What is being asked:
Update the lines below by replacing "single dot" with "single point" wherever it occurs. Leave every other part of the lines unchanged.

Lines from a point labeling set:
****************************************
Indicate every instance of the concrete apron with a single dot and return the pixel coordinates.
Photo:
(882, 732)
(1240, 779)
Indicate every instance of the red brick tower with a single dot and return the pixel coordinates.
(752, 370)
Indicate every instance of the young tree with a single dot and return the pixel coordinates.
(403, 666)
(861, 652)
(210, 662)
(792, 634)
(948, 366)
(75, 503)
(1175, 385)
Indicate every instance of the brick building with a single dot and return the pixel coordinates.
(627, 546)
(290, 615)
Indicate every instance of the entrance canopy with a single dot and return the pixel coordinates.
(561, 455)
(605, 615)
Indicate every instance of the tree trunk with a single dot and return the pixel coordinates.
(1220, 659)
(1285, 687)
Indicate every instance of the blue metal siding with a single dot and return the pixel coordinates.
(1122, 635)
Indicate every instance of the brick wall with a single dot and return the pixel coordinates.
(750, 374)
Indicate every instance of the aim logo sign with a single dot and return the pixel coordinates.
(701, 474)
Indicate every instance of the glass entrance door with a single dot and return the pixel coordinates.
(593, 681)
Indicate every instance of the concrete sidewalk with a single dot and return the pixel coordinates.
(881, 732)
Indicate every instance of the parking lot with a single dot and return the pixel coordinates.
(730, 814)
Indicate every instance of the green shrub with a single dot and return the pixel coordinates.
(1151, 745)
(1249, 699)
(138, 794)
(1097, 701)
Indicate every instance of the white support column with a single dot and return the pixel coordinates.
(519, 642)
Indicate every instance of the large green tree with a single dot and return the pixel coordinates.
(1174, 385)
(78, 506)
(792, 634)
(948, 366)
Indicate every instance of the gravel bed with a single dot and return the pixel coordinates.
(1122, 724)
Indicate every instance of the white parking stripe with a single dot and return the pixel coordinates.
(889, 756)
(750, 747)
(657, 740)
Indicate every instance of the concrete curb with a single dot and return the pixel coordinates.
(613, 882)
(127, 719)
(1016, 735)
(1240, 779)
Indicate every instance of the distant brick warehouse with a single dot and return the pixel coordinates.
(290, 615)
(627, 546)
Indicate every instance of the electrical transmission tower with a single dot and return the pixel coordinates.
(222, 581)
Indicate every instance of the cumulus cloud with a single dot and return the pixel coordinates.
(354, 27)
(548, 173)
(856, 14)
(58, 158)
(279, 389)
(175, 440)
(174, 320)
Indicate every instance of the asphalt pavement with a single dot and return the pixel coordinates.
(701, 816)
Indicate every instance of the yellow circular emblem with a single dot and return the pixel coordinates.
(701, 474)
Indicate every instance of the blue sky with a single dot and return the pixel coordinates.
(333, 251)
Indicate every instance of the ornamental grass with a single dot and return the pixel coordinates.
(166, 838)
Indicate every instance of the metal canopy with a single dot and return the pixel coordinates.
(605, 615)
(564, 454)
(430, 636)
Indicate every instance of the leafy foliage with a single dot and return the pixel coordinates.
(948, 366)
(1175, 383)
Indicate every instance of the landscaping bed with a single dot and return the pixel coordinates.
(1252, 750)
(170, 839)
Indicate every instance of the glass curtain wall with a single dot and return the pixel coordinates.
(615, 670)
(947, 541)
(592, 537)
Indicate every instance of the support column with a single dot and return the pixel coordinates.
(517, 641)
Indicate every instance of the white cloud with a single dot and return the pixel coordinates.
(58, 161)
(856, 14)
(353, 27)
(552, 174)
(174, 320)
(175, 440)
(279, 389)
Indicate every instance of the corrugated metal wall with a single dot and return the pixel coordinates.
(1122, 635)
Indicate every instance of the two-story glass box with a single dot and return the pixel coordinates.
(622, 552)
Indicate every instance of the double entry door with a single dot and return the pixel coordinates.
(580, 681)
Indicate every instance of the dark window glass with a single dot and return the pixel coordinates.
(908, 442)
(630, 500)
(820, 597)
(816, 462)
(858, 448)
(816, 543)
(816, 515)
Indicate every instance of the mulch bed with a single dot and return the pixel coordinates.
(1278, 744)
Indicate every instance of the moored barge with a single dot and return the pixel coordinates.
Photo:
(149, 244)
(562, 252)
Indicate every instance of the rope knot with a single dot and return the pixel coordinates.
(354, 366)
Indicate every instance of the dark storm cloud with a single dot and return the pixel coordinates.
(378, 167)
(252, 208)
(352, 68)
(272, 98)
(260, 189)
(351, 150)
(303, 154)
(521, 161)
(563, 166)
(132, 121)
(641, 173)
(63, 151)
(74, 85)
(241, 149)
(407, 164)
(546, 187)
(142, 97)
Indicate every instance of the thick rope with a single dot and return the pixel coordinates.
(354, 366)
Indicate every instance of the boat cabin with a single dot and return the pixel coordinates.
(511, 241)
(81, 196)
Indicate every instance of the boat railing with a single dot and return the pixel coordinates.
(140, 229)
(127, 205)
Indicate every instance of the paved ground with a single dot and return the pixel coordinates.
****************************************
Task answer:
Indicate every instance of the concrete apron with a single point and return the pixel coordinates.
Photo:
(882, 732)
(1240, 779)
Indicate every instance of the red brick tower with a single point and return the pixel coordinates.
(752, 370)
Indicate every instance of the young tree with a single point and return the pixel coordinates.
(403, 666)
(861, 652)
(210, 662)
(792, 634)
(948, 366)
(75, 503)
(1175, 385)
Indicate every instance of the brick building with a single point and return the pixel coordinates.
(627, 546)
(290, 615)
Indicate every instance of the entrance canopy with a single point and return the pixel coordinates.
(561, 455)
(605, 615)
Indicate every instance of the tree trunk with a single point and return the pixel coordinates.
(1220, 659)
(1285, 687)
Indicate every instance of the blue metal siding with a single point and return the pixel coordinates.
(1122, 635)
Indicate every instance of the brick wall with a single point and return the pixel coordinates.
(750, 374)
Indicate every instance of the aim logo sign with a single point and return the pixel coordinates.
(701, 474)
Indicate every instance of the glass entrance door with a single point and return the pixel coordinates.
(593, 681)
Indicate every instance of the concrete sidewalk with a single point and return the pixel coordinates.
(881, 732)
Indicate every instance of the parking lot with a single point and return the pixel coordinates.
(730, 814)
Indicate every instance of the green shrub with a single point and return the pixel coordinates.
(1151, 745)
(1249, 699)
(138, 794)
(1097, 701)
Indicate every instance of the white support column with a single point and return the pixel coordinates.
(519, 642)
Indicate every instance of the large green tree with a single point and return the pixel coordinates.
(1174, 385)
(78, 506)
(792, 634)
(948, 366)
Indicate every instance of the gravel bed with a single point and return the pixel coordinates.
(1122, 724)
Indicate every instance of the white parking stripe with a single point and return the pixel coordinates.
(889, 756)
(750, 747)
(657, 740)
Indicate every instance of the concrete curb with a single point and return the pixel coordinates.
(613, 882)
(127, 719)
(1016, 735)
(1240, 779)
Indicate every instance of the distant brick warehouse with a single point and return the pixel coordinates.
(290, 615)
(627, 546)
Indicate every instance of the electrical transmission tower with a single point and return the pixel coordinates.
(222, 581)
Indicate every instance of the cumulus cloud with a single point and return the pixel coordinates.
(354, 27)
(548, 173)
(856, 14)
(58, 158)
(279, 389)
(175, 440)
(174, 320)
Indicate every instance of the asphalt pavement with a single point and return the pixel coordinates.
(701, 816)
Indicate every instance of the yellow circular emblem with a single point and return the pixel coordinates.
(701, 474)
Indicate every instance of the blue sky with a single point and return the pixel coordinates.
(333, 251)
Indicate every instance of the ornamental grass with a single point and return the pixel coordinates.
(166, 838)
Indicate every instance of the metal canopy with a single point and return the pixel coordinates.
(605, 615)
(564, 454)
(430, 636)
Indicate every instance of the leafy foliage with a single point and return the pixel coordinates.
(948, 366)
(1175, 383)
Indicate every instance of the landscaping bed with a single point and return the pixel coordinates.
(1252, 750)
(170, 839)
Indicate every instance of the glass curtain wall with a single point and return the pixel coordinates.
(615, 670)
(947, 541)
(592, 537)
Indicate every instance of the support column with a single point and return the pixel coordinates.
(517, 641)
Indicate every instance of the white cloud with a single point and return the pixel coordinates.
(58, 161)
(856, 14)
(353, 27)
(552, 174)
(174, 320)
(175, 440)
(279, 389)
Indicate every instance of the corrugated metal wall with a single point and return the pixel coordinates.
(1122, 635)
Indicate every instance of the two-story glass box with a single point and return the pixel coordinates.
(622, 552)
Indicate every instance of the double entry door with a single point and return the pixel coordinates.
(580, 681)
Indicate every instance of the dark window glass with a single point and return the pixel coordinates.
(908, 442)
(630, 500)
(820, 597)
(816, 462)
(858, 448)
(816, 543)
(816, 515)
Indicate every instance of the mulch bed with a single point and return the pixel coordinates.
(1278, 744)
Indicate every instance of the moored barge with a single point and return the pixel coordinates.
Photo:
(149, 244)
(562, 252)
Indicate every instance of the rope knot with a single point and return the pixel coordinates.
(354, 366)
Indicate every instance of the dark storm cloud with a single point and return the pixel coordinates.
(378, 167)
(252, 208)
(352, 68)
(272, 98)
(260, 189)
(351, 150)
(303, 154)
(521, 161)
(563, 166)
(132, 121)
(641, 173)
(63, 151)
(74, 85)
(241, 149)
(407, 164)
(546, 187)
(142, 97)
Indicate every instance of the thick rope with a single point and return the pixel coordinates.
(354, 366)
Indicate every instance of the boat cabin with a single point and return the pixel coordinates.
(511, 241)
(81, 196)
Indicate every instance of the boat railing with a single point and return the pixel coordinates.
(140, 229)
(127, 205)
Indicate every instance of the paved ground with a single point and return the pixel coordinates.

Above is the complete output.